▸ Document segment:
*** Block opens ***
Again, see appendix 2 for a range of high-quality programs.
Step 6: Keep an eye out for ‘people worth watching’
As the number of people in training and ministry grows, keep an eye out for those with real potential. Invite one or two of them into a two-year ministry apprenticeship. (See
Passing the Baton
for all the details on how to set up and run a ministry apprenticeship.)
The long-term goal might be to see these apprentices do some further formal training, and then return to the congregation to work alongside you, or plant a new congregation with your support. Ministry of the kind we are talking about always generates more ministry. As more and more people are trained as disciple-makers, more and more people are contacted, evangelized and/or followed up. The amount of people work gradually mushrooms. And the need for pastors, leaders, overseers and elders grows accordingly. The number of paid staff in your congregation will thus need to grow, simply to cope with the growing number of people to be led and pastored.
P
LEASE REMEMBER: THIS IS
just one set of ideas about how to make a start. Your ministry and context will generate its own variations and challenges.
*** Block closes ***
▸ Data excerpts:
*** Block opens ***
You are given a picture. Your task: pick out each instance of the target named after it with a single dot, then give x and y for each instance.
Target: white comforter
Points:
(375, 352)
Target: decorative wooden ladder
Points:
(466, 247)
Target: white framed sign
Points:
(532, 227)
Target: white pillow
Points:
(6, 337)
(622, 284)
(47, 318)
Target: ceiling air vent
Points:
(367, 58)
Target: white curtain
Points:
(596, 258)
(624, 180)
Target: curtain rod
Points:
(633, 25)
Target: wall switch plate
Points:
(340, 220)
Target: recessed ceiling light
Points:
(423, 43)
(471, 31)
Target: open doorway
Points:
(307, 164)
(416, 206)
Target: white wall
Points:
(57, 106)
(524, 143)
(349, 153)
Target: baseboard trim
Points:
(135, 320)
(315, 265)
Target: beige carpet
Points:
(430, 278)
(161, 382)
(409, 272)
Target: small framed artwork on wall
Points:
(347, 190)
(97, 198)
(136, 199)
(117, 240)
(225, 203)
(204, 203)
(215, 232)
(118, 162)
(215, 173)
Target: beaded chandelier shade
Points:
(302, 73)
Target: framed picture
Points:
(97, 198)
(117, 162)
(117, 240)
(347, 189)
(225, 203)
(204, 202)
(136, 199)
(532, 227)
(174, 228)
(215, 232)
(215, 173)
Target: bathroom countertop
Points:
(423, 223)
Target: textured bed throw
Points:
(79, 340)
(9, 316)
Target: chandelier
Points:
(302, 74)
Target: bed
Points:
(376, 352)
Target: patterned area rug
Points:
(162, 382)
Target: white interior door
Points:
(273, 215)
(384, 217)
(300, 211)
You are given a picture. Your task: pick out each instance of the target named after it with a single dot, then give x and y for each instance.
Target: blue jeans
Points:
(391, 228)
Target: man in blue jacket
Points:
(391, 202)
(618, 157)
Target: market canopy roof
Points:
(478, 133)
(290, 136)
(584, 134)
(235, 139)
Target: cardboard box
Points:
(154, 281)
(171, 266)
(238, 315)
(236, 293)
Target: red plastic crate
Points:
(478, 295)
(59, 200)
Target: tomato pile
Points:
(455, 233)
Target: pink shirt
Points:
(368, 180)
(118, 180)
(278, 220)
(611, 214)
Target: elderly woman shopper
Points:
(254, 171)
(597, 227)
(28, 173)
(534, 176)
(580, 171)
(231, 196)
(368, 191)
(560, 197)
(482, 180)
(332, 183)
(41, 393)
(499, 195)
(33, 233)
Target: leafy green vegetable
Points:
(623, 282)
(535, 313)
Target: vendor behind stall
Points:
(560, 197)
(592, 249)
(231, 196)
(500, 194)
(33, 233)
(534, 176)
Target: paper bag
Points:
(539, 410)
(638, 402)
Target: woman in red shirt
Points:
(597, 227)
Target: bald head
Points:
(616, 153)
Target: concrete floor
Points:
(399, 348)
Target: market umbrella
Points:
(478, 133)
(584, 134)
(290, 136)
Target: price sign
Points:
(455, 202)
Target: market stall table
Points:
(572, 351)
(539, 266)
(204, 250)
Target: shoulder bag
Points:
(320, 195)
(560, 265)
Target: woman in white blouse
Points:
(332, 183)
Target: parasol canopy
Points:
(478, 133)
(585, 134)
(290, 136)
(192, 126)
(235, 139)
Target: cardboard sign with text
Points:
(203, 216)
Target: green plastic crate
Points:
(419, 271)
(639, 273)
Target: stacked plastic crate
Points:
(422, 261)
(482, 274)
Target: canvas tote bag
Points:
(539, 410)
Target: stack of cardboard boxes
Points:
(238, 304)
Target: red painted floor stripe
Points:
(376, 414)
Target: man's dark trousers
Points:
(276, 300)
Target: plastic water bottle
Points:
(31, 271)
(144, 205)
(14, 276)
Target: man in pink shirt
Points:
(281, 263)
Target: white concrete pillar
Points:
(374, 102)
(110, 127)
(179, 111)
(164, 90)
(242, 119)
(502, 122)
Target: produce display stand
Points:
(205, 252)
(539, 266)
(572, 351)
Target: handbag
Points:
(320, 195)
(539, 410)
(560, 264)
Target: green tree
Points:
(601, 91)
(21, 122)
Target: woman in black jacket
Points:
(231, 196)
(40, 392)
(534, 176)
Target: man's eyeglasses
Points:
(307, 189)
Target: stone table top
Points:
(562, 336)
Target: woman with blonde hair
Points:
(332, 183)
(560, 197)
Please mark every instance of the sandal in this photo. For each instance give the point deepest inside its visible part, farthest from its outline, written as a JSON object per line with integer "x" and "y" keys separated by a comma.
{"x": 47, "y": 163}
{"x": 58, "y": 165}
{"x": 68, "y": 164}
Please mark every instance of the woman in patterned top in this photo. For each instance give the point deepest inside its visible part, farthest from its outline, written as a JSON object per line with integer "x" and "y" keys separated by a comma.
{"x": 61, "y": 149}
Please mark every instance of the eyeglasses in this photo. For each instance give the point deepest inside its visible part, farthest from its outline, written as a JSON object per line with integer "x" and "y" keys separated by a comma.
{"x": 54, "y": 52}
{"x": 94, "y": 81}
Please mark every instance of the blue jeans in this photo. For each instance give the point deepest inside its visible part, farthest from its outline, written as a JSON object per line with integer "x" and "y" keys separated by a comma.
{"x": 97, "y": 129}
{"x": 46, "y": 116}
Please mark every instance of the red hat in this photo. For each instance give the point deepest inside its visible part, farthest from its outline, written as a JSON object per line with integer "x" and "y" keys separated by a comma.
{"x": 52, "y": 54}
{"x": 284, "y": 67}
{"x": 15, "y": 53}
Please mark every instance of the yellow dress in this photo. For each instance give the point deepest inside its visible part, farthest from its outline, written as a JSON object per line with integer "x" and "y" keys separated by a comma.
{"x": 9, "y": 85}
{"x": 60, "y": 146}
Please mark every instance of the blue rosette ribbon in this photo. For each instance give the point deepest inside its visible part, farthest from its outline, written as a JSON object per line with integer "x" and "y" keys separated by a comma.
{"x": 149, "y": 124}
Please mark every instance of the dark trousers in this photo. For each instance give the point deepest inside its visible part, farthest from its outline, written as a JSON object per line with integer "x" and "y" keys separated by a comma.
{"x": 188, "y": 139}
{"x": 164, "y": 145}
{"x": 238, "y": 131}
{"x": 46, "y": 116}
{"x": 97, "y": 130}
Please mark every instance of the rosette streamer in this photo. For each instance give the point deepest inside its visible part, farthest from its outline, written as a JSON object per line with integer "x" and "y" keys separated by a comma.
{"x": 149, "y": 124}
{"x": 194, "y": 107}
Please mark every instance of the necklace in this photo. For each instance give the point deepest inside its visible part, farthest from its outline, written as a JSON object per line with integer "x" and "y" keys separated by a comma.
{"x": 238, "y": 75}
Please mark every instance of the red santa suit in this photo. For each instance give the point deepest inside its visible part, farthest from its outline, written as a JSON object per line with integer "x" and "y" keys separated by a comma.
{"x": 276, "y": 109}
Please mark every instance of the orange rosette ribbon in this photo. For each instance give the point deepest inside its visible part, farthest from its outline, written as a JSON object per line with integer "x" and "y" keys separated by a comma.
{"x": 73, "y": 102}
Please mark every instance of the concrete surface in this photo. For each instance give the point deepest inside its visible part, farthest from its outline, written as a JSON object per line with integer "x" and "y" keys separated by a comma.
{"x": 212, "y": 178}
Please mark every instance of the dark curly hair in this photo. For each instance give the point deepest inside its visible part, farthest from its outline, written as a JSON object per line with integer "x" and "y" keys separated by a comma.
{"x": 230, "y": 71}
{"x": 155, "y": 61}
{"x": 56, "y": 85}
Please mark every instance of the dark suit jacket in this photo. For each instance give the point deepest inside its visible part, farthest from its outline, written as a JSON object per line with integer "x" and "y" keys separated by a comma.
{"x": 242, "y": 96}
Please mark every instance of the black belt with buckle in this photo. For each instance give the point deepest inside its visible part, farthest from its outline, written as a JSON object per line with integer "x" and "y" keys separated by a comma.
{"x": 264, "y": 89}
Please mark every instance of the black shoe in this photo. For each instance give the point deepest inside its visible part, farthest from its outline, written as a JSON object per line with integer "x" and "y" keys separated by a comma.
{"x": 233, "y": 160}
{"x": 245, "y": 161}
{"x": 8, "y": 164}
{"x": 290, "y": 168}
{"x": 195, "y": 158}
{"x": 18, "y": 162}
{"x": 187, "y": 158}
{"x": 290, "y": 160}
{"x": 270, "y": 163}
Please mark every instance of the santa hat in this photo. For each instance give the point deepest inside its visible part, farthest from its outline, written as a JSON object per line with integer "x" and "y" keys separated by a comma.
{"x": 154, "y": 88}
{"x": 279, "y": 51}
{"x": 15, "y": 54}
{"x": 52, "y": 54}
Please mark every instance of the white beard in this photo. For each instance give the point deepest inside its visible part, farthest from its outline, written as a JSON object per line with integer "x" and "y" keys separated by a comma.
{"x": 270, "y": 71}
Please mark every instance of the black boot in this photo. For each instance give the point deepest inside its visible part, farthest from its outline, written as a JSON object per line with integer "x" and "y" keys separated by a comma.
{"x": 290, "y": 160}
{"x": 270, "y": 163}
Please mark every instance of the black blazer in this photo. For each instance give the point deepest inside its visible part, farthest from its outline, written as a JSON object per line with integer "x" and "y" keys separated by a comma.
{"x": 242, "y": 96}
*** Block closes ***
▸ Work request A:
Duplicate the part of the passage on ministry training that opens with the words containing "The long-term goal" and closes with "variations and challenges.".
▸ Work request B:
Pick up the passage on ministry training after its last sentence and continue it.
The entries were taken from a different source than the passage on ministry training.

▸ Your response A:
The long-term goal might be to see these apprentices do some further formal training, and then return to the congregation to work alongside you, or plant a new congregation with your support. Ministry of the kind we are talking about always generates more ministry. As more and more people are trained as disciple-makers, more and more people are contacted, evangelized and/or followed up. The amount of people work gradually mushrooms. And the need for pastors, leaders, overseers and elders grows accordingly. The number of paid staff in your congregation will thus need to grow, simply to cope with the growing number of people to be led and pastored.
P
LEASE REMEMBER: THIS IS
just one set of ideas about how to make a start. Your ministry and context will generate its own variations and challenges.

▸ Your response B:
As you begin to introduce these concepts to your congregation, be careful to keep preaching the gospel of free forgiveness through Jesus, and the life of joyful obedience that flows from it. Keep holding high the death and resurrection of Christ, and keep praying for your people. The motivation to serve and to be trained will come from the gospel and from a deep work of the Spirit in people’s hearts. It won’t come from you going on and on about training, and harassing people until they finally sign up! It’s grace, not guilt. Don’t make ‘training’ the new test of true discipleship.
However, the possibilities for training and growth in most congregations are endless, and endlessly exciting. And you will need to think through for yourself the possibly radical changes that need to happen. To help you do so, and as a useful way to conclude, let’s try a little mental experiment.
Imagine this…
As we write, the first worrying signs of a swine-flu pandemic are making headlines around the world. Imagine that the pandemic swept through your part of the world, and that all public assemblies of more than three people were banned by the government for reasons of public health and safety. And let’s say that due to some catastrophic combination of local circumstances, this ban had to remain in place for 18 months.
How would your congregation of 120 members continue to function—with no regular church gatherings of any kind, and no home groups (except for groups of three)?
If you were the pastor, what would you do?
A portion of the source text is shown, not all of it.